── SUPPLIED PASSAGE ──

I see. Thanks for an educated clarification. Although I've spent some 
time with DPDK I still feel sometimes that I don't I fully understand 
the original author's idea and the clarifications like your really help.
I looked at the vectored receive function (_recv_raw_pkts_vec()) and it 
is one cryptic piece of a code! ;) Since u've brought it up - could u 
direct me to the measurements comparing the vectored  and scalar DPDK 
data paths please? I wonder how working without CSUM offload for 
instance may be faster even for small packets like u mentioned above? 
One will have to calculate it in SW in that case and I'm puzzled how 
this may be faster than letting HW do it...

───
── EXTRACTED INFORMATION ──

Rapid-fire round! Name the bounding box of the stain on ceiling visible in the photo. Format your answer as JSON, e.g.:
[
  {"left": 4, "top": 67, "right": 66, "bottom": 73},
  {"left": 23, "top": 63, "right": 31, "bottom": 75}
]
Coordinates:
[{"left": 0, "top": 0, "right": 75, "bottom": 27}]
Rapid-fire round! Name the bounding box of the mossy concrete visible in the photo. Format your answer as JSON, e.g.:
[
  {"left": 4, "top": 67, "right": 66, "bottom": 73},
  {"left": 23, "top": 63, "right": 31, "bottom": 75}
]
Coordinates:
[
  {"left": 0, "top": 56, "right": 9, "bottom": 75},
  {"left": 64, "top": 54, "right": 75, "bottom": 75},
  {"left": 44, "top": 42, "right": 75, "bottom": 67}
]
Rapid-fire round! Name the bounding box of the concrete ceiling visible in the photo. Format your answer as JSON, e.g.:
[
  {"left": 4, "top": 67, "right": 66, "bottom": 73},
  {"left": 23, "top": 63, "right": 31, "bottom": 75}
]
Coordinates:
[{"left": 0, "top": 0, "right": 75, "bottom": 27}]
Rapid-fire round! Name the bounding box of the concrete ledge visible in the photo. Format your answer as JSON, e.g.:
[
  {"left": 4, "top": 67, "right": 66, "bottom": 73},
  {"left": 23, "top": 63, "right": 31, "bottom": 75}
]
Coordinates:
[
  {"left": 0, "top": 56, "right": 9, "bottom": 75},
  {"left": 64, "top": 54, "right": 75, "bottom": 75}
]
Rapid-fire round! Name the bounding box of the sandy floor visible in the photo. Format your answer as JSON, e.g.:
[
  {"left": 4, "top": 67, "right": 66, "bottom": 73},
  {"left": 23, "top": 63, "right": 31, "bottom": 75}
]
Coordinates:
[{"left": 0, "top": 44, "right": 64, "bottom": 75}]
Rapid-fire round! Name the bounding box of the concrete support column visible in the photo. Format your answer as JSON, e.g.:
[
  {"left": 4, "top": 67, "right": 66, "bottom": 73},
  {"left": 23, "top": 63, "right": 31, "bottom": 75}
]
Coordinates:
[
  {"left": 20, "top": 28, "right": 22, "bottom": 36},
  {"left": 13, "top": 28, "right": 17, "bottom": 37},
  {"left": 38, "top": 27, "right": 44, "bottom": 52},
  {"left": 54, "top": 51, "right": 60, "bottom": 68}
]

───

TO DO >>
A. Copy the stretch of the DPDK post from "I looked at" through "u mentioned above?", renaming "vectored" as "vector" wherever it occurs.
B. Continue the DPDK post after its final sentence.
The rows have nothing to do with the DPDK post.

FINAL ANSWERS >>
A.
I looked at the vector receive function (_recv_raw_pkts_vec()) and it 
is one cryptic piece of a code! ;) Since u've brought it up - could u 
direct me to the measurements comparing the vector  and scalar DPDK 
data paths please? I wonder how working without CSUM offload for 
instance may be faster even for small packets like u mentioned above?

B.
>
>> Another question is about the LRO feature - is there a reason why it's not
>> implemented? I've implemented the LRO support in ixgbe PMD to begin with - I
>> used a "scattered Rx" as a template and now I'm tuning it (things like the
>> stuff above).
>>
>> Is there any philosophical reason why it hasn't been implemented in *any*
>> PMD so far? ;)
> I'm not aware of any philosophical reasons why it hasn't been done. Patches
> are welcome, as always. :-)

Great! So, i'll send what I have once it's ready... ;)

Again, thank for a great clarification.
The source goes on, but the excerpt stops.